Start of Materials provided

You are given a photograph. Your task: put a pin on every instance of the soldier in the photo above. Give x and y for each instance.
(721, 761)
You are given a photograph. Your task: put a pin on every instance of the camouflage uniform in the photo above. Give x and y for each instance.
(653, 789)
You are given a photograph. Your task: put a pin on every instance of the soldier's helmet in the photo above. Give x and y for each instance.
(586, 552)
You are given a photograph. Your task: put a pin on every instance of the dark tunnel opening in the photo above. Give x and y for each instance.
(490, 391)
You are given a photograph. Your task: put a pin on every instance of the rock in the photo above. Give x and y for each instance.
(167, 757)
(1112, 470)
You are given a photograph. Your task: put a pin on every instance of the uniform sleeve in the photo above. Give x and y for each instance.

End of Materials provided

Lines from the one containing "of the dark" through the last line of the data above are the only output wanted; restate them exactly.

You are given a photograph. Your task: put a pin on every instance of the dark tunnel opening in the photo above. Give x and y for each instance.
(490, 391)
You are given a photograph. Your task: put a pin on every instance of the rock in the photo above. Give x and y for each instance.
(167, 757)
(1112, 470)
You are given a photograph. Your task: put a pin on every instance of the uniform sleeve in the photo above. Give x and y for each instance.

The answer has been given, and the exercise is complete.